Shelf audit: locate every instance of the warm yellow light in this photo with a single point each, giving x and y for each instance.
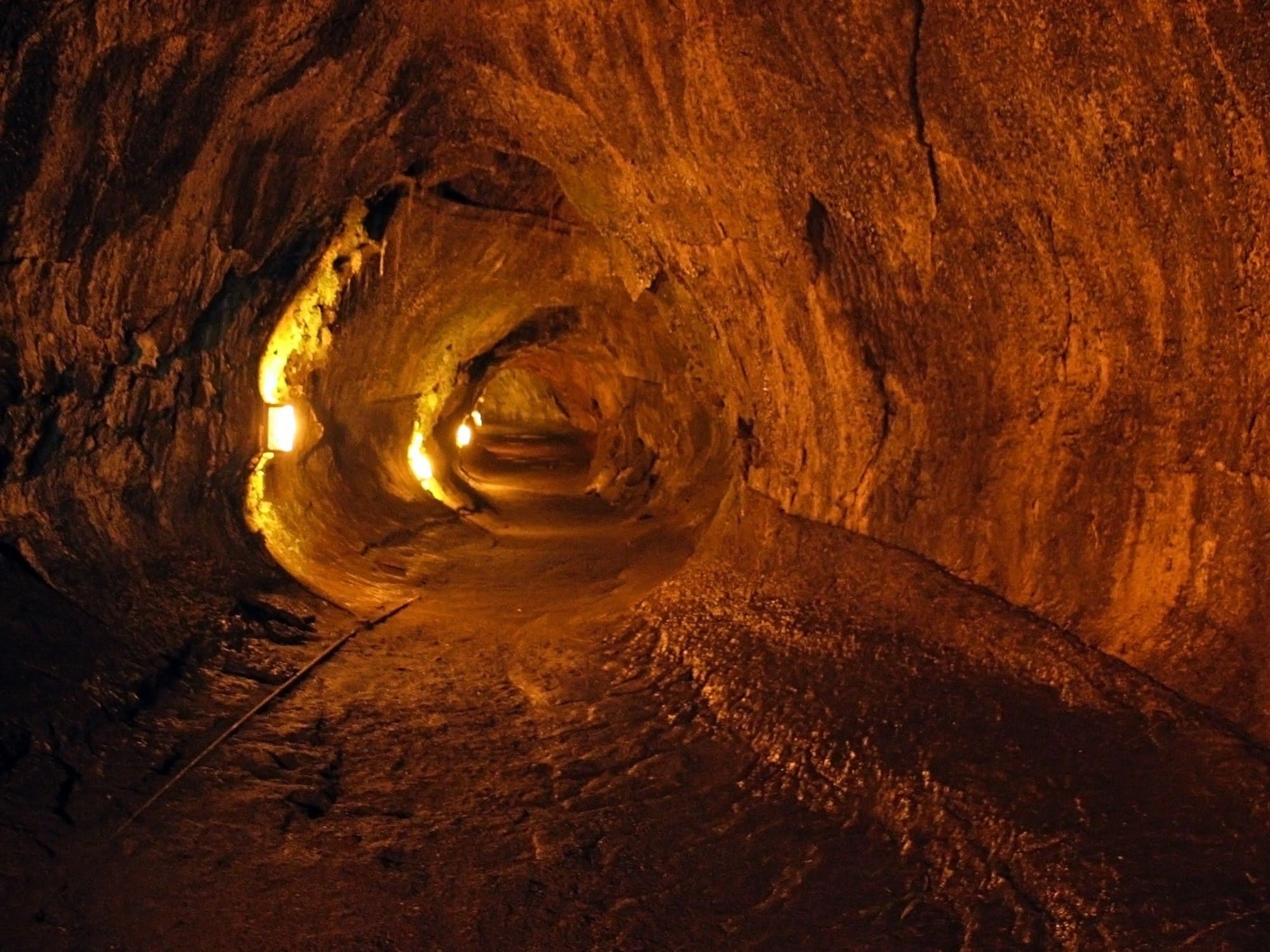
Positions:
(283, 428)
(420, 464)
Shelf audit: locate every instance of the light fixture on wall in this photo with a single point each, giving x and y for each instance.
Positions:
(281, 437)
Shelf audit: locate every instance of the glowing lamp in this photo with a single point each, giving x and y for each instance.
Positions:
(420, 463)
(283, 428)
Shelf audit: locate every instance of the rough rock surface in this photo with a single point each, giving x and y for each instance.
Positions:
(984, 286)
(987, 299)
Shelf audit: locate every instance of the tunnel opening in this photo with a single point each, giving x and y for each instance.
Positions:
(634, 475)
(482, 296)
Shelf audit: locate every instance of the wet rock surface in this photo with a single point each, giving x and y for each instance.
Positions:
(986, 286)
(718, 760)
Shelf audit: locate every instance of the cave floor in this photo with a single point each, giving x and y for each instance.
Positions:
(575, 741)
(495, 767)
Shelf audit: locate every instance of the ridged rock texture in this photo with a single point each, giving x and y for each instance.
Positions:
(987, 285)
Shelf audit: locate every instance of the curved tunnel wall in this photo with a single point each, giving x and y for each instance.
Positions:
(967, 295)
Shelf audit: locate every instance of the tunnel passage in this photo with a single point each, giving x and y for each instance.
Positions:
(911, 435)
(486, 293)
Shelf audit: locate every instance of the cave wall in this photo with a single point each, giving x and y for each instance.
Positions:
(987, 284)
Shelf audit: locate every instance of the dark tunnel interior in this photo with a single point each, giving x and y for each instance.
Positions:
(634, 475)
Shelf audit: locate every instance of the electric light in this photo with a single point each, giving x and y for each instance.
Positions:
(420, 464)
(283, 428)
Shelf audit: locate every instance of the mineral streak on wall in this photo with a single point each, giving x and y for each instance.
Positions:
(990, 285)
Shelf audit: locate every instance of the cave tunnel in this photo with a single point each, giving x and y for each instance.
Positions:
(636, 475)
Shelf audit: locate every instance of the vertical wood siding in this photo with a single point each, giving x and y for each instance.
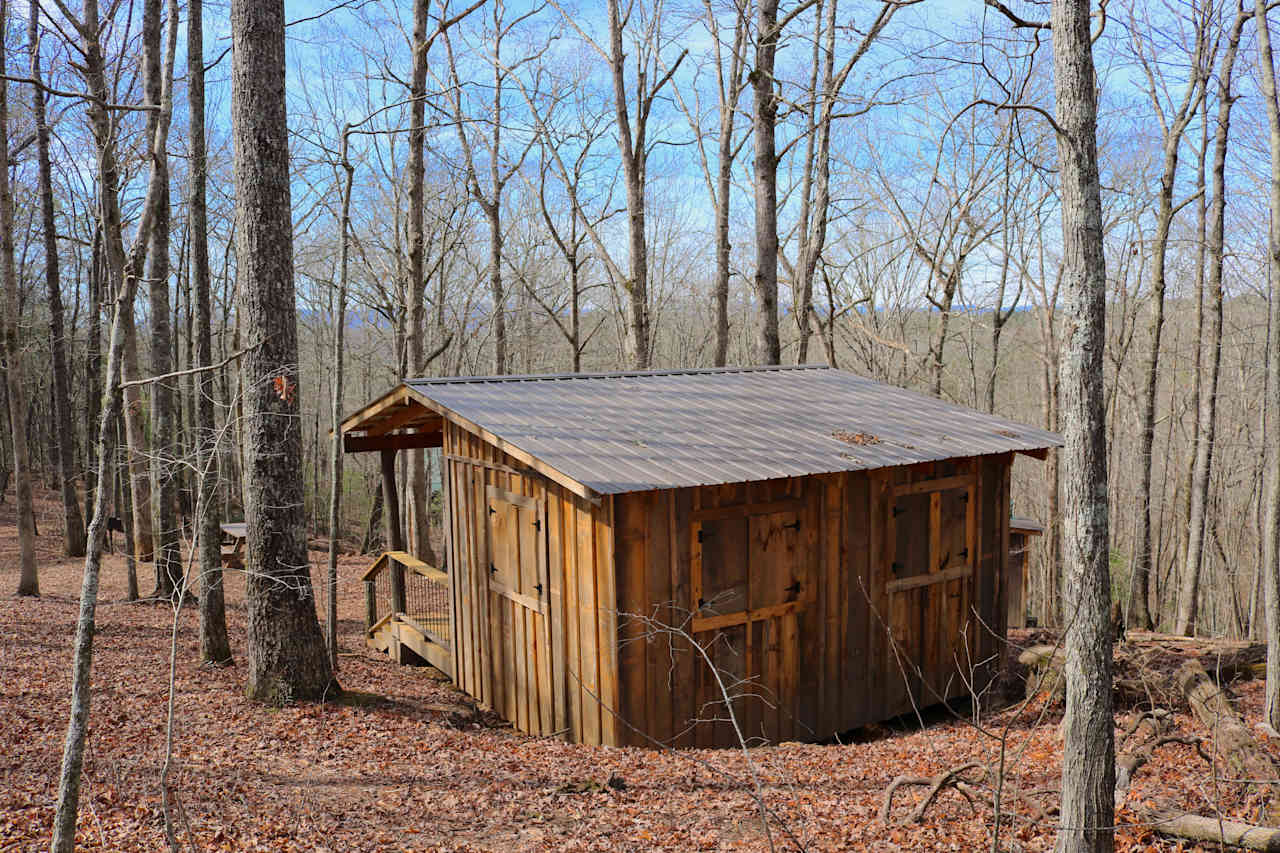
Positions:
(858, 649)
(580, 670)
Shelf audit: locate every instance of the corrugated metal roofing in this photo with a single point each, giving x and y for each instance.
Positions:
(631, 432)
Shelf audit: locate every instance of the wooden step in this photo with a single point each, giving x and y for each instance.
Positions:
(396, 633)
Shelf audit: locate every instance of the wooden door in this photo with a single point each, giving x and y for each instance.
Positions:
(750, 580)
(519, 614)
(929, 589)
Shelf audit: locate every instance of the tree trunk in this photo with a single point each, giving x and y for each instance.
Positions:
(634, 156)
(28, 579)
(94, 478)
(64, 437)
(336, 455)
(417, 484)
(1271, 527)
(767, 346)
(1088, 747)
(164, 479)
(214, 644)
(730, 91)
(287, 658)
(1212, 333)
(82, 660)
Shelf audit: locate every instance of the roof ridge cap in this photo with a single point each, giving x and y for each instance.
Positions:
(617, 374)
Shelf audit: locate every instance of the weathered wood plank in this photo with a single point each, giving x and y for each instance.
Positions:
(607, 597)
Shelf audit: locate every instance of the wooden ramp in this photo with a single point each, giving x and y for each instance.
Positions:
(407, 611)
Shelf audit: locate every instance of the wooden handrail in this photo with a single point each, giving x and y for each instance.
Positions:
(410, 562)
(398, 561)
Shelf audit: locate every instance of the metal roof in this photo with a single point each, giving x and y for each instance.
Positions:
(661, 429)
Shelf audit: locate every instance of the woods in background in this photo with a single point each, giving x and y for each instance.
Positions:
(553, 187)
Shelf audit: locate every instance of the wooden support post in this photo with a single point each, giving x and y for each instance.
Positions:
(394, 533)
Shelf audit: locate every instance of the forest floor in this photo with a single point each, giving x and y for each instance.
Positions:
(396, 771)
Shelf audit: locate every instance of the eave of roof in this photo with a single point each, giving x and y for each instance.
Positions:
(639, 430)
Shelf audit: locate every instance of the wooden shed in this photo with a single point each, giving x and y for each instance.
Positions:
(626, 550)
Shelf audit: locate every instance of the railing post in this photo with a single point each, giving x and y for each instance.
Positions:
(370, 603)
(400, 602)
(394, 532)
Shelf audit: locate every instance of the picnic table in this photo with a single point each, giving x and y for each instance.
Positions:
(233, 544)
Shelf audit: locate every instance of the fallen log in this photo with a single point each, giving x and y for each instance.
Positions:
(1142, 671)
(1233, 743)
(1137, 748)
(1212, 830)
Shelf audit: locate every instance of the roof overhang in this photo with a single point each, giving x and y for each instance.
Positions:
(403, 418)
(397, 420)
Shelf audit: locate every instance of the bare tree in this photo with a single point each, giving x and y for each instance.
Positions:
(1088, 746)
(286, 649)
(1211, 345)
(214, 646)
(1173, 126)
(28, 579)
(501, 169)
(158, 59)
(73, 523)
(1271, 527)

**Exercise task:** Copy out every line above word for word, leaving out the pictures.

**Task solution:**
Shelf audit: locate every instance of the warm yellow light in this photo with a single point each, giving x and y for each instance.
Positions:
(283, 428)
(420, 464)
Shelf audit: locate every instance of the light fixture on wall in this photo with a single point each, giving x and y for each instance.
Positions:
(281, 437)
Shelf audit: locate every instance of the glowing lamp in this photo with a single point each, giving x and y for each instance.
Positions:
(420, 463)
(283, 428)
Shelf audit: locate every instance of the rough rock surface in this photo with a single point each, giving x and y for each instance.
Positions:
(984, 286)
(987, 299)
Shelf audit: locate every instance of the tunnel opening in this photo with a single point each, giving x and y for each instance.
Positions:
(634, 475)
(482, 296)
Shelf audit: locate every instance of the wet rock surface in this photo with a single point each, giving x and y for each instance.
Positions:
(986, 286)
(718, 760)
Shelf audit: locate every instance of the cave floor in this photo with a single point each, giving x and y for each instance.
Positions:
(575, 741)
(495, 767)
Shelf audit: locate every instance of the ridged rock texture in this photo with a single point each, giving x and y for each instance.
Positions:
(987, 285)
Shelf audit: locate every instance of the curved tunnel wall in this photo with a single point each, giving x and y for each instance.
Positions:
(967, 295)
Shelf audit: locate every instance of the tunnel passage in this photo with a single point each, giving x and y for each instance.
Positions:
(911, 435)
(486, 293)
Shelf audit: locate every instance of the cave wall in this photo with a single point each, giving x and y for each instance.
Positions:
(987, 284)
Shelf audit: locate every instance of the dark tunnel interior in this photo with a single point each, giving x and y for each instance.
Positions:
(634, 475)
Shelf audit: locate every instance of the electric light in this photo with a single point each, giving x and y for each instance.
Positions:
(420, 464)
(283, 428)
Shelf audit: locate every instance of the mineral streak on wall in this photo with a single point each, giving x and y for each instance.
Positions:
(990, 285)
Shelf audit: locate every instance of the cave tunnel in this photo with a single point each, giving x and y for each instance.
Positions:
(636, 475)
Shelf audit: locate every instance of the vertical wood siding in this photo with a single point each, giving x and y for each instance.
Positions:
(858, 649)
(580, 670)
Shelf audit: locate every instance of the corrugated metal roofing in this photo with a single point each, giving x and y for each instance.
Positions:
(631, 432)
Shelf audit: locate every instance of the wooden step in this photo with a single point each, giving x and y for each instance.
Positions:
(396, 633)
Shelf audit: locate every instance of the wooden door in this photo with a single point each, giving x and y for each instance.
Positions:
(750, 580)
(519, 614)
(929, 589)
Shelf audit: locate every instance of the tree trunk in this photo with a single point each, giving x and y for each instance.
Positions:
(634, 156)
(28, 579)
(94, 478)
(64, 437)
(336, 455)
(417, 484)
(1271, 527)
(767, 346)
(1088, 747)
(164, 479)
(214, 644)
(730, 91)
(287, 658)
(1212, 333)
(82, 660)
Shelf audit: locate every instance of the roof ridge cap in this photo with a single point each, giving x and y for each instance.
Positions:
(617, 374)
Shelf audit: locate every instance of the weathered wood plank in this photo with a single point each, giving x and y for each instance.
Positions:
(607, 597)
Shelf audit: locate every instance of the wooden ramp in this photo with a single point each, giving x and y for each instance.
Positions:
(407, 611)
Shelf audit: locate every instance of the wooden handrail in this photo with a single point each, giving x and y for each instance.
Positions:
(410, 562)
(398, 561)
Shelf audit: locate every instance of the metal roof in this photo with a single point each, giving x and y for each instance.
Positions:
(661, 429)
Shelf audit: locate every instance of the woods in background in this photo with a single point each, giving x and y for each instance.
Positions:
(553, 187)
Shelf audit: locate every instance of the wooden support post in this photo with a single point each, giving x and y for each instance.
Positions:
(394, 533)
Shelf audit: locate every instance of the forest floor in this photo with a single point each, giving x and y for each instance.
Positions:
(396, 771)
Shelf audit: locate every instance of the eave of roof in this photo with a single point each, giving x and y for each instance.
Positions:
(639, 430)
Shelf audit: locate every instance of the wooden shed in this photo with a single point each, giving x and y for each instance.
Positions:
(626, 550)
Shelf audit: locate every instance of the railing post in this photo with a single point each, giving x and y for each instance.
Positions:
(370, 603)
(400, 602)
(394, 532)
Shelf audit: locate every instance of the picnic table in this photo with a single point each, giving x and y for each instance.
Positions:
(233, 544)
Shelf audit: locate every instance of the fallen log in this photo with a single point each, giving x and y for each instance.
Positions:
(1142, 671)
(1233, 743)
(1137, 748)
(1212, 830)
Shelf audit: locate every instance of the roof overhang in this photo with a single point each, giving x and y for each instance.
Positions:
(403, 418)
(397, 420)
Shelf audit: locate every instance of the bare tree in this photo with a single point each, giving x and y for each instance.
Positions:
(1088, 746)
(286, 649)
(1211, 345)
(214, 646)
(1173, 126)
(28, 579)
(501, 169)
(158, 59)
(73, 523)
(1271, 527)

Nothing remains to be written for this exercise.